**About this exercise:** Begin with the line that holds "Category: paved road". Write out every line from there to the end of the listing below, word for word.

### Data for this exercise ###

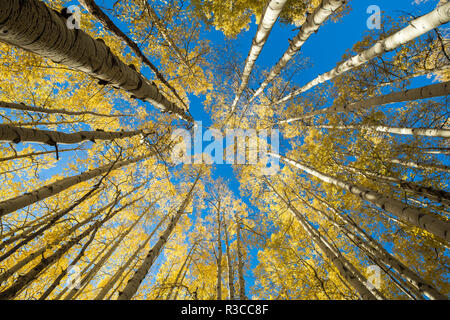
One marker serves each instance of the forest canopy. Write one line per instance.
(214, 150)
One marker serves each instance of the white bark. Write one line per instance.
(18, 134)
(32, 26)
(414, 281)
(95, 10)
(110, 284)
(19, 202)
(134, 283)
(344, 267)
(409, 214)
(21, 106)
(268, 19)
(426, 132)
(415, 28)
(312, 24)
(422, 166)
(430, 91)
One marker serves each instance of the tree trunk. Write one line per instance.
(133, 284)
(242, 295)
(426, 132)
(110, 284)
(374, 248)
(422, 166)
(32, 26)
(23, 107)
(345, 268)
(415, 28)
(63, 273)
(229, 260)
(19, 202)
(412, 215)
(31, 275)
(17, 134)
(74, 292)
(268, 19)
(95, 10)
(177, 278)
(219, 256)
(430, 91)
(310, 26)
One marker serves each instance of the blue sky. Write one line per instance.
(324, 50)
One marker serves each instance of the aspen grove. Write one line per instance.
(96, 202)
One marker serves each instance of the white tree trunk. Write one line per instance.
(268, 19)
(430, 91)
(344, 267)
(110, 284)
(312, 24)
(422, 166)
(18, 134)
(95, 10)
(21, 106)
(409, 214)
(32, 26)
(426, 132)
(19, 202)
(134, 283)
(415, 28)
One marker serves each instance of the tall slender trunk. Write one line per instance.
(19, 134)
(24, 107)
(180, 272)
(134, 283)
(63, 273)
(430, 91)
(110, 284)
(19, 202)
(88, 277)
(51, 223)
(229, 260)
(219, 257)
(19, 265)
(242, 295)
(412, 215)
(345, 268)
(415, 28)
(46, 262)
(268, 19)
(310, 26)
(165, 34)
(426, 132)
(422, 166)
(431, 193)
(349, 228)
(95, 10)
(34, 27)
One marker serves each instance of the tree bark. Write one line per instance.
(412, 215)
(310, 26)
(19, 202)
(32, 26)
(415, 28)
(24, 107)
(345, 268)
(425, 132)
(268, 19)
(95, 10)
(430, 91)
(134, 283)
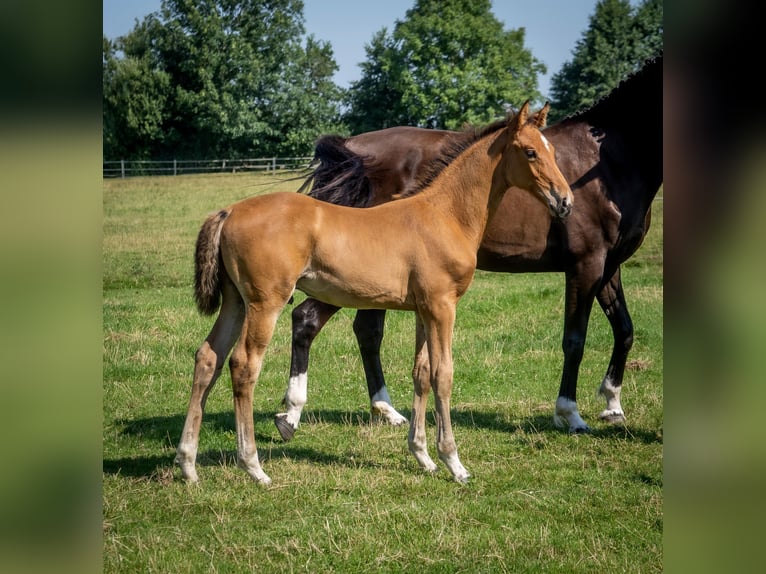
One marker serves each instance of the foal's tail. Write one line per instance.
(341, 177)
(207, 264)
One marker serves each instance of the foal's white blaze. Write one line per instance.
(295, 398)
(566, 414)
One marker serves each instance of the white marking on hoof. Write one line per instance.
(566, 415)
(387, 413)
(614, 417)
(295, 399)
(613, 412)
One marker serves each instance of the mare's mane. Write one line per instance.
(626, 95)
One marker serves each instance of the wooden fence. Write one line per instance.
(128, 168)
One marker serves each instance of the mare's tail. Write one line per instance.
(341, 176)
(207, 264)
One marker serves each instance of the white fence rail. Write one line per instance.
(128, 168)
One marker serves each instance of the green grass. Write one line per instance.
(347, 495)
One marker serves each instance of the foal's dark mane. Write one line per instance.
(454, 147)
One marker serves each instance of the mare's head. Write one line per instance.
(530, 162)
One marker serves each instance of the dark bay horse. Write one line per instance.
(611, 154)
(416, 254)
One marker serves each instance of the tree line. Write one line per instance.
(241, 78)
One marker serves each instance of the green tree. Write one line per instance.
(447, 63)
(135, 95)
(238, 80)
(617, 42)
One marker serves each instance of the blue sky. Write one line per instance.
(552, 26)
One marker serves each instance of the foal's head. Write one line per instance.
(531, 164)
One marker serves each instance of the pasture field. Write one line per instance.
(347, 495)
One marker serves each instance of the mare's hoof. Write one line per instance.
(286, 430)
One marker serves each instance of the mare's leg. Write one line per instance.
(245, 363)
(421, 379)
(612, 301)
(580, 292)
(207, 368)
(439, 320)
(308, 319)
(368, 328)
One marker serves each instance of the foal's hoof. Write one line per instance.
(286, 430)
(612, 417)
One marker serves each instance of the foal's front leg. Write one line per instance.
(439, 337)
(308, 319)
(208, 364)
(246, 361)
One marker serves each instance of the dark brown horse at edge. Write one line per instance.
(611, 154)
(416, 254)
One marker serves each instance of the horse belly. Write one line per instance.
(355, 290)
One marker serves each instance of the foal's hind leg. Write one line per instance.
(308, 318)
(245, 363)
(421, 378)
(368, 328)
(612, 301)
(207, 368)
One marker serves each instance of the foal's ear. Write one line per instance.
(520, 118)
(541, 117)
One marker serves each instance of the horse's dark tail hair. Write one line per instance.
(340, 177)
(207, 264)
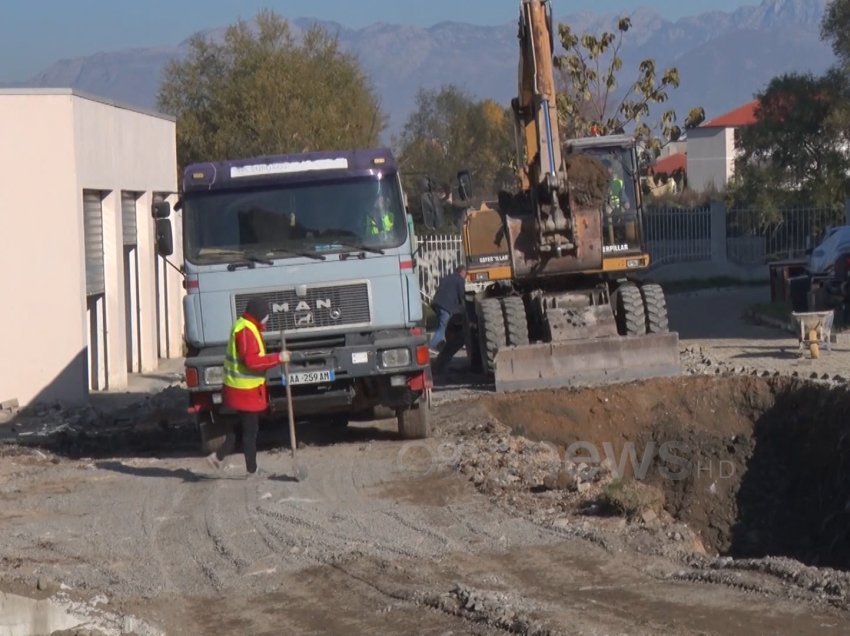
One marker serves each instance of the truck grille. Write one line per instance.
(320, 308)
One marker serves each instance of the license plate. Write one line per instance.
(311, 377)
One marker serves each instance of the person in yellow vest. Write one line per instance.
(380, 221)
(245, 392)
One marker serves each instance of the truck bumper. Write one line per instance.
(391, 371)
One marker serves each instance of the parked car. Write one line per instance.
(826, 284)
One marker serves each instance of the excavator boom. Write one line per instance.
(552, 296)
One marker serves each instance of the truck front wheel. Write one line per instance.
(414, 422)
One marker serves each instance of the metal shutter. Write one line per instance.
(128, 217)
(93, 229)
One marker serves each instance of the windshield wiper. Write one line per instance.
(361, 248)
(250, 261)
(305, 253)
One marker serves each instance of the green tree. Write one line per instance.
(263, 91)
(591, 100)
(796, 152)
(835, 29)
(450, 131)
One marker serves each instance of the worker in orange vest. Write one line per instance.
(245, 392)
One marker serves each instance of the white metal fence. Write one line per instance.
(755, 236)
(678, 235)
(682, 235)
(437, 256)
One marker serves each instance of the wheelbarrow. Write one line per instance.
(815, 328)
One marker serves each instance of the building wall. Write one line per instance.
(43, 282)
(124, 150)
(55, 145)
(709, 157)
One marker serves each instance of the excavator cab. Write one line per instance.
(623, 243)
(552, 299)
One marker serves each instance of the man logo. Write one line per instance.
(303, 305)
(304, 320)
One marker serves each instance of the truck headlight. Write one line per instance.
(395, 358)
(214, 375)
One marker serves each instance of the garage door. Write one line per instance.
(128, 217)
(93, 229)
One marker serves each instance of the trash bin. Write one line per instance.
(798, 290)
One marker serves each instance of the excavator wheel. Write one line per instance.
(516, 323)
(491, 331)
(631, 317)
(655, 307)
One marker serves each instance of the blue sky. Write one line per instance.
(36, 33)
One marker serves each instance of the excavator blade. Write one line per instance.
(583, 363)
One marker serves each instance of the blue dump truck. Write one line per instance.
(325, 239)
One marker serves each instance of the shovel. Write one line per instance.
(300, 473)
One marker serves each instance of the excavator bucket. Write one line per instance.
(583, 363)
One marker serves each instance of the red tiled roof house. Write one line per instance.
(711, 148)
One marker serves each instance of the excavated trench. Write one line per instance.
(758, 467)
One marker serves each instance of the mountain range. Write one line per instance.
(723, 58)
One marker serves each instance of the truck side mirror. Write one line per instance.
(161, 210)
(164, 238)
(464, 185)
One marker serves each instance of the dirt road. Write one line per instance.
(384, 536)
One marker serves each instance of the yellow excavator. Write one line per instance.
(552, 295)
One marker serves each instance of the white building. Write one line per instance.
(85, 297)
(712, 149)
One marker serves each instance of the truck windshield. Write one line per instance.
(281, 221)
(621, 220)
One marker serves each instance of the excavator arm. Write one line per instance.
(543, 176)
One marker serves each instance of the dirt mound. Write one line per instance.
(757, 467)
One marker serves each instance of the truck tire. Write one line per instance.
(491, 331)
(414, 422)
(631, 318)
(213, 432)
(516, 323)
(655, 307)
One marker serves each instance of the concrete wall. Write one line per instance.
(710, 157)
(42, 324)
(124, 150)
(55, 144)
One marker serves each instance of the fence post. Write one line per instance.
(718, 232)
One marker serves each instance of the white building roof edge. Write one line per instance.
(83, 95)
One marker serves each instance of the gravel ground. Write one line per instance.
(449, 535)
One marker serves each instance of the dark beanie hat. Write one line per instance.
(258, 308)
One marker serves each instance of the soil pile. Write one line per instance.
(756, 466)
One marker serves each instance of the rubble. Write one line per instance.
(154, 420)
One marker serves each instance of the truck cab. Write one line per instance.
(324, 238)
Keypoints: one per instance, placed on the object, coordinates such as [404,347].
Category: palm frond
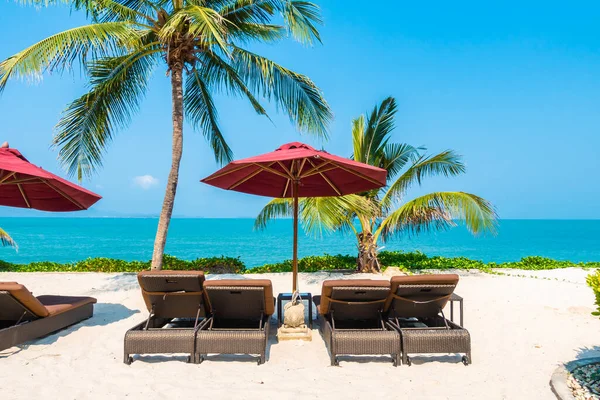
[248,11]
[60,51]
[243,32]
[296,94]
[301,18]
[438,211]
[331,213]
[6,240]
[202,113]
[318,214]
[88,124]
[395,157]
[446,163]
[358,137]
[115,10]
[376,133]
[276,208]
[218,74]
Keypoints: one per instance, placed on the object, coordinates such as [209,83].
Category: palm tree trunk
[167,209]
[367,260]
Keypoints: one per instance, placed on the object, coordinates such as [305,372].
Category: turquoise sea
[72,239]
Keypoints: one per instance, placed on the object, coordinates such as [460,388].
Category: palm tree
[384,212]
[6,240]
[201,44]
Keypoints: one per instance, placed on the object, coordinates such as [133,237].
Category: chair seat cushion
[25,297]
[59,304]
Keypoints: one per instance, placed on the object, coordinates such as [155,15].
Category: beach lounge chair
[175,304]
[351,319]
[239,323]
[24,317]
[415,309]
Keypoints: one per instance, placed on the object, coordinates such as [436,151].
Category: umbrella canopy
[24,185]
[297,170]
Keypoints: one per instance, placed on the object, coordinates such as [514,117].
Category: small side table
[288,296]
[452,299]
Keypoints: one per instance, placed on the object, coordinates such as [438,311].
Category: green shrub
[409,261]
[593,280]
[215,265]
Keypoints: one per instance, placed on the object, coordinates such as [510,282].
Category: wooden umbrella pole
[295,261]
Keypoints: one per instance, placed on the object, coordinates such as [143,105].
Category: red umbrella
[24,185]
[297,170]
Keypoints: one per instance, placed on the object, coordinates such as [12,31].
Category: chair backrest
[239,299]
[173,294]
[420,295]
[18,303]
[354,299]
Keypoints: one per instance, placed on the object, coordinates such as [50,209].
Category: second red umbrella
[297,170]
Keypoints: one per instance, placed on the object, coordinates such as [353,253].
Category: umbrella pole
[295,261]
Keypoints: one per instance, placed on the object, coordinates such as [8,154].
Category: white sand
[521,329]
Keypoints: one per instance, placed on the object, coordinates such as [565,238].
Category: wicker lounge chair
[240,313]
[415,309]
[351,321]
[175,303]
[24,317]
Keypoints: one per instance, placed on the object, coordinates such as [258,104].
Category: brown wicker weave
[24,317]
[351,319]
[416,306]
[176,308]
[240,319]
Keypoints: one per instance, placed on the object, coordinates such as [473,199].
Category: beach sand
[522,328]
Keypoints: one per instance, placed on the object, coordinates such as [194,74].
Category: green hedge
[406,261]
[594,281]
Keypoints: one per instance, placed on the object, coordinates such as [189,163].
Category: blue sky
[514,88]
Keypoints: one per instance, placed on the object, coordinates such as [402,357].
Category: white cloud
[145,181]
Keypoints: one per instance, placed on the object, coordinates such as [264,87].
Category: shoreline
[521,330]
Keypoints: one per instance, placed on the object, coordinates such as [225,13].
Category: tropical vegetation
[201,44]
[593,280]
[405,261]
[5,239]
[380,214]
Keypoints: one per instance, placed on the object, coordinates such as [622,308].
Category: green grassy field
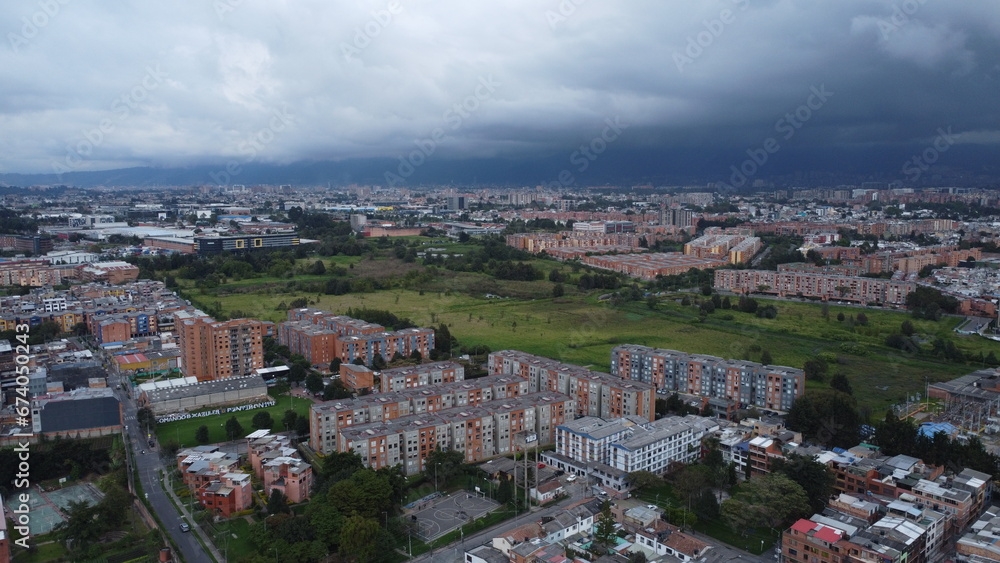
[183,430]
[578,329]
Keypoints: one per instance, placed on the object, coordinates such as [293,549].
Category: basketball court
[452,512]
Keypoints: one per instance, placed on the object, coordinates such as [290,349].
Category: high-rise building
[213,349]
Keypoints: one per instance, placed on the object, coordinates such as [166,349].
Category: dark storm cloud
[95,86]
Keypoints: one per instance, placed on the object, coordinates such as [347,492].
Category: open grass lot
[183,430]
[758,541]
[579,329]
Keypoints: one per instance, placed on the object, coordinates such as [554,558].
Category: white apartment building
[662,443]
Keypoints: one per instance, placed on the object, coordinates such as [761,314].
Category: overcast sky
[98,85]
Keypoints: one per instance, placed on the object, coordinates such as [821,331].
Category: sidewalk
[195,528]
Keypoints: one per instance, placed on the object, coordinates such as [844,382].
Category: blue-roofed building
[929,429]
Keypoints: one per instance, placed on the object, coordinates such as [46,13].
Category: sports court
[83,492]
[450,513]
[44,516]
[45,508]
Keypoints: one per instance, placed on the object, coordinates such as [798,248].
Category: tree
[826,416]
[815,369]
[815,478]
[288,419]
[201,434]
[314,383]
[840,383]
[906,327]
[443,465]
[359,539]
[692,480]
[297,373]
[771,500]
[604,532]
[643,479]
[146,419]
[277,503]
[262,420]
[233,428]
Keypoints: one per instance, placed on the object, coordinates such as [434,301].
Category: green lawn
[237,533]
[183,430]
[578,329]
[664,496]
[51,551]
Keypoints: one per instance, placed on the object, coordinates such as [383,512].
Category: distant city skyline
[558,93]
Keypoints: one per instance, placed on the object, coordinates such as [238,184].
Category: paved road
[149,466]
[454,553]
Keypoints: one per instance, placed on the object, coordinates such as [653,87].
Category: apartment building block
[115,272]
[662,444]
[227,494]
[649,266]
[736,245]
[589,439]
[821,285]
[313,342]
[357,378]
[386,344]
[337,336]
[595,393]
[409,377]
[479,432]
[742,382]
[243,243]
[218,350]
[34,273]
[276,462]
[327,419]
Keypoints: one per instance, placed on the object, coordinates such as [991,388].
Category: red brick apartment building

###

**Final answer:**
Category: paved road
[149,466]
[454,553]
Keypoints: one per instance, placed on the object, coordinates such as [653,87].
Category: apartment building block
[115,272]
[662,444]
[227,494]
[649,266]
[736,245]
[589,439]
[821,285]
[313,342]
[357,378]
[386,344]
[337,336]
[595,393]
[409,377]
[479,432]
[742,382]
[243,243]
[218,350]
[34,273]
[276,462]
[327,419]
Keypoints: one per instance, placed on the object, coordinates such as [991,388].
Category: red brick apartment building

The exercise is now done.